Action item: Your job is to transcribe the material exactly, every line included.

Source material:
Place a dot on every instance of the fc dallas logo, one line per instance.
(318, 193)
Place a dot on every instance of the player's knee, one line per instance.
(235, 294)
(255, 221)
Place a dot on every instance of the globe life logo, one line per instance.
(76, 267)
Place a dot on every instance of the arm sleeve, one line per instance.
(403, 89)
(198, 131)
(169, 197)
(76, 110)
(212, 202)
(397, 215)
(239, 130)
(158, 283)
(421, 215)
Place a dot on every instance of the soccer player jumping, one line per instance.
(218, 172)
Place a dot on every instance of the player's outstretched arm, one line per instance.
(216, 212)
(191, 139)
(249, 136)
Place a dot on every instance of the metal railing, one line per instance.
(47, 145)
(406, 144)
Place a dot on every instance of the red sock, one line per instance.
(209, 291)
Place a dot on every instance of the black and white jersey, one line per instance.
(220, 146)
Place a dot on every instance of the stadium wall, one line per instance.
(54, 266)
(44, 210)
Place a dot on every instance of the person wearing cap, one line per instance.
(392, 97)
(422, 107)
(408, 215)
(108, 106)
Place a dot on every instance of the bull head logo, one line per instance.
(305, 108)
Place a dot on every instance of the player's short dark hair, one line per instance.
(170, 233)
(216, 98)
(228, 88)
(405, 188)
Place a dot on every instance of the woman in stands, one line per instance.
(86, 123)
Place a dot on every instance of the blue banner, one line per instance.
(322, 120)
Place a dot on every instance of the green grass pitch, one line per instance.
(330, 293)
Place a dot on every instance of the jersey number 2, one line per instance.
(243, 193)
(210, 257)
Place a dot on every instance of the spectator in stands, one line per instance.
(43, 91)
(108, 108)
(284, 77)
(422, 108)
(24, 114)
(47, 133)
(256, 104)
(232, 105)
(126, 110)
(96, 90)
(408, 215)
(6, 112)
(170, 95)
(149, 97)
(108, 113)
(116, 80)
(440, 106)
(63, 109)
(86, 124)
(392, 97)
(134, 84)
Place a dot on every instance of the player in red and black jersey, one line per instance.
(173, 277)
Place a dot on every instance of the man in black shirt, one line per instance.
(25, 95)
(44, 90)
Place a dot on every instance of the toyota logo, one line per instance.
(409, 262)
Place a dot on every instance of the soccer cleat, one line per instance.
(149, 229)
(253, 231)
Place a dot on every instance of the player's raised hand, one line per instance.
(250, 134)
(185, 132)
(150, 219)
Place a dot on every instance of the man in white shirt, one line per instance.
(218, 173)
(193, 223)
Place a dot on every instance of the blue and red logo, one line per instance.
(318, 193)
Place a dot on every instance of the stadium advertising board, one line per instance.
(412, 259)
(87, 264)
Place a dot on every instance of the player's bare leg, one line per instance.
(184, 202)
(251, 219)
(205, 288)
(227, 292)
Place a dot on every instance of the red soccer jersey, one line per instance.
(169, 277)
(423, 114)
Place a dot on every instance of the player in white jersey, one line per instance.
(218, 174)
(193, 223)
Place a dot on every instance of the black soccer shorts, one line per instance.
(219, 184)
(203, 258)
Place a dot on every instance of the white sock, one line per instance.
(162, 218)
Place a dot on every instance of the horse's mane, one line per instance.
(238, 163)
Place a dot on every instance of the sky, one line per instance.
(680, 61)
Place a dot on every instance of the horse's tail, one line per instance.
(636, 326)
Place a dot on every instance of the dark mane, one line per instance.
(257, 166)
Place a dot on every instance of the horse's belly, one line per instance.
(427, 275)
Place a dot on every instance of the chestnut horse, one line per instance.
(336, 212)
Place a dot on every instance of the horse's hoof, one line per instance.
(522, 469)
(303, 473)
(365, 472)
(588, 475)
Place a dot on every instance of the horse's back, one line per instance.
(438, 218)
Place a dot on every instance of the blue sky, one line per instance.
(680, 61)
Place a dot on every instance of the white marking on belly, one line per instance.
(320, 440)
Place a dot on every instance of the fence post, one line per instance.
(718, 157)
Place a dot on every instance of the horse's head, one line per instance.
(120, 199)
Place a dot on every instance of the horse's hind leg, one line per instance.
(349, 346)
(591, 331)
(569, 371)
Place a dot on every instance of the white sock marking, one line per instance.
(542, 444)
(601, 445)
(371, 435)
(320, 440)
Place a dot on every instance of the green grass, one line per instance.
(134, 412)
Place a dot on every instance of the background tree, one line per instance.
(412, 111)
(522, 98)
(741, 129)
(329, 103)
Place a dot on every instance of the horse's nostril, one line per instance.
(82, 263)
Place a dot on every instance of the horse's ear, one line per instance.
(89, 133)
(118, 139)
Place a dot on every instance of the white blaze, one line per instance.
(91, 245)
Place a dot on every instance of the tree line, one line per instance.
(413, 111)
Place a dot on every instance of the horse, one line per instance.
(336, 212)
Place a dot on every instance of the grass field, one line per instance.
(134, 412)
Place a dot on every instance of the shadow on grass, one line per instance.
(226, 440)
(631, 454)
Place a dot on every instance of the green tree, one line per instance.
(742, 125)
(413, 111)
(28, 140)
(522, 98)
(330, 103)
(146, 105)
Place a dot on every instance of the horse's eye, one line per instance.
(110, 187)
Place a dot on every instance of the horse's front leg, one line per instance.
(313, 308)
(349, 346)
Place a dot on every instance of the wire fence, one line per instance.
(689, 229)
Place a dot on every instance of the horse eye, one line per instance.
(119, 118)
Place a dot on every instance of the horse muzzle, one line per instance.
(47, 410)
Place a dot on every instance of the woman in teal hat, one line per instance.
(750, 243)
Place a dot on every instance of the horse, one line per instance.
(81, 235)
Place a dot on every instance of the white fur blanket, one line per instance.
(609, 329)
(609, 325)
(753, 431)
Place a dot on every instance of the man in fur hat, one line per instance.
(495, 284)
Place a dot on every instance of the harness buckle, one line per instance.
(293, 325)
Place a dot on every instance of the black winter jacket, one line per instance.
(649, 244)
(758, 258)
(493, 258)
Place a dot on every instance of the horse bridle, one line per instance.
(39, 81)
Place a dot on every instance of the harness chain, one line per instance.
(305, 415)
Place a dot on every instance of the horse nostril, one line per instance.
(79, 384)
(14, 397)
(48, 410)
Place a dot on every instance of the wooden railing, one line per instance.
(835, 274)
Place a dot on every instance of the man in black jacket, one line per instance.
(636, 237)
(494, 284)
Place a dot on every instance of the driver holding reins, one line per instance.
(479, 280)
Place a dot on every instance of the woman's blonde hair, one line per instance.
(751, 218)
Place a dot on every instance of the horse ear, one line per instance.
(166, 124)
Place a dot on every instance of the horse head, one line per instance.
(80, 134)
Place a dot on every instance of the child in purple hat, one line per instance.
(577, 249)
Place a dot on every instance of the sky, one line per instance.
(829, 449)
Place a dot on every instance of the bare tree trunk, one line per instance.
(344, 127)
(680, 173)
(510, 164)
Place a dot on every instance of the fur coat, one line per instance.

Response area:
Place a dot on every instance of the fc dallas logo, one line per instance.
(318, 193)
Place a dot on every instance of the player's knee, one line per instance.
(235, 294)
(255, 221)
Place a dot on every instance of the globe life logo, one line per instance.
(76, 267)
Place a dot on every instance of the arm sleeve, one line per instance.
(403, 89)
(198, 131)
(169, 197)
(76, 110)
(212, 202)
(397, 215)
(239, 130)
(158, 283)
(421, 215)
Place a dot on every instance of the soccer player jumping, one line per instance.
(218, 172)
Place a dot on every instance of the player's outstretched arm, one line per instance.
(216, 212)
(191, 139)
(249, 136)
Place a dot on every instance of the metal railing, one line per instance.
(47, 145)
(406, 144)
Place a dot on every instance of the red sock, one line per instance.
(209, 291)
Place a dot on every instance of the black and white jersey, one line per instance.
(220, 146)
Place a dot on every instance of the stadium wall, one line per instance.
(54, 266)
(44, 210)
Place a dot on every instance of the person wearing cap, one line per instance.
(392, 97)
(422, 107)
(408, 215)
(108, 106)
Place a dot on every instance of the bull head logo, one line per instance.
(305, 108)
Place a dot on every instance of the player's short dark hair, one line per instance.
(170, 233)
(216, 98)
(228, 88)
(405, 188)
Place a dot on every instance of the woman in stands, one line per instance.
(86, 123)
Place a dot on every instance of the blue banner, one line per instance.
(322, 120)
Place a dot on every instance of the green grass pitch, one line per instance.
(330, 293)
Place a dot on every instance of the jersey number 2, one line per instance.
(243, 193)
(210, 257)
Place a dot on every instance of the spectator in stands, one line per instance.
(43, 91)
(108, 108)
(284, 77)
(422, 108)
(24, 114)
(47, 133)
(256, 104)
(232, 105)
(126, 110)
(96, 90)
(408, 215)
(6, 112)
(170, 95)
(149, 97)
(108, 113)
(116, 80)
(440, 106)
(63, 109)
(86, 124)
(392, 97)
(134, 84)
Place a dot on every instance of the player in red and black jersey, one line per instance.
(173, 277)
Place a dot on every instance of the man in black shirt, one line per instance.
(25, 95)
(44, 90)
Place a dot on every instance of the toyota logo, one line per instance.
(409, 262)
Place a dot on every instance of the soccer cleat, one line per instance.
(149, 229)
(253, 231)
Place a dot on every instance of the player's raised hand, one line per instance.
(250, 134)
(185, 132)
(150, 219)
Place a dot on every instance of the man in white shirt, one line per instance.
(218, 173)
(193, 223)
Place a dot on every instance of the blue and red logo, one line per instance.
(318, 193)
Place a dot on every instance of the stadium advertising board, one line per instance.
(412, 259)
(87, 264)
Place a dot on every instance of the player's bare leg, one line per instance.
(184, 202)
(251, 219)
(205, 288)
(227, 292)
Place a dot on every instance of the red soccer jersey, one line per instance.
(169, 277)
(423, 114)
Place a dot on every instance of the player in white jersey, one line per instance.
(218, 174)
(193, 223)
Place a dot on every instance of the black soccer shorts, one line per instance.
(219, 184)
(203, 258)
Place a dot on every instance of the white sock, one line per instance.
(162, 218)
Place a dot on every instance of the horse's mane, one line per instance.
(238, 163)
Place a dot on every instance of the sky, one line per instance.
(680, 61)
Place a dot on every instance of the horse's tail, one line per instance.
(636, 326)
Place a dot on every instance of the dark mane, one line per instance.
(257, 166)
Place a dot on every instance of the horse's belly, one line per instance.
(427, 275)
Place a dot on every instance of the chestnut horse, one line per instance.
(336, 212)
Place a dot on every instance of the horse's hoof, one line per instance.
(522, 469)
(303, 473)
(365, 472)
(588, 475)
Place a dot on every instance of the horse's back, one line per instance.
(438, 218)
Place a dot on every instance of the blue sky, one line per instance.
(680, 61)
Place a dot on every instance of the white marking on belly, one line per instance.
(320, 440)
Place a dot on every instance of the fence post, one line per instance.
(718, 157)
Place a dot on every instance of the horse's head, one line per instance.
(120, 199)
Place a dot on every instance of the horse's hind leg, one line per instance.
(349, 346)
(591, 331)
(569, 371)
Place a dot on every instance of the white sock marking, one line per instance.
(542, 444)
(601, 445)
(371, 435)
(320, 440)
Place a dot on every instance of the green grass, one line per instance.
(134, 412)
Place a dot on every instance of the background tree, one line per instance.
(412, 111)
(522, 98)
(741, 129)
(329, 103)
Place a dot on every instance of the horse's nostril, one line per instance.
(82, 263)
Place a dot on every instance of the horse's ear, one line per instance.
(89, 133)
(118, 139)
Place a dot on every instance of the white blaze, one line per instance.
(91, 245)
Place a dot on every instance of the tree line, one line per instance.
(413, 111)
Place a dot on every instance of the horse, one line per instance.
(336, 212)
Place a dot on every instance of the grass field, one line per instance.
(134, 412)
Place a dot on every instance of the shadow on grass, one line per instance.
(226, 440)
(631, 454)
Place a dot on every instance of the green tree, one line per instance.
(742, 125)
(413, 111)
(28, 140)
(522, 98)
(330, 103)
(146, 105)
Place a dot on every instance of the horse's eye, one line per instance.
(110, 187)
Place a dot on every instance of the horse's front leg, one line per instance.
(313, 308)
(349, 346)
Place a dot on every instance of the wire fence, one line per instance.
(689, 229)
Place a dot on every instance of the horse eye, one line per instance.
(119, 118)
Place a dot on every instance of the horse muzzle, one line per instance.
(47, 410)
Place a dot on every instance of the woman in teal hat, one line per instance.
(750, 243)
Place a dot on every instance of the horse, one line per instance.
(81, 235)
Place a dot on every instance of the white fur blanket, one line per instance.
(609, 329)
(609, 325)
(753, 431)
Place a dot on every instance of the man in fur hat, one line per instance.
(495, 284)
Place a dot on every instance of the harness buckle, one line per instance.
(293, 325)
Place a dot on every instance of the black winter jacket, one line per instance.
(649, 244)
(758, 258)
(493, 258)
Place a dot on every instance of the horse bridle, one line per instance.
(39, 81)
Place a dot on every instance of the harness chain, one line per instance.
(305, 415)
Place a dot on every instance of the horse nostril, one line per instance.
(79, 384)
(14, 397)
(48, 410)
Place a dot on every instance of the wooden railing, one line per instance.
(835, 274)
Place a dot on every instance of the man in black jacket, one line per instance.
(636, 237)
(494, 284)
Place a dot on every instance of the driver holding reins, one line per instance.
(479, 280)
Place a dot on every instance of the woman's blonde hair, one line per instance.
(751, 218)
Place a dot on every instance of the horse ear, one line per instance.
(166, 124)
Place a dot on every instance of the horse head, one line per instance.
(80, 134)
Place a dot on every instance of the child in purple hat, one line per instance.
(577, 249)
Place a dot on every instance of the sky, one line per instance.
(829, 449)
Place a dot on every instance of the bare tree trunk, one line per instance.
(344, 127)
(680, 173)
(510, 164)
Place a dot on every instance of the fur coat, one line per instance.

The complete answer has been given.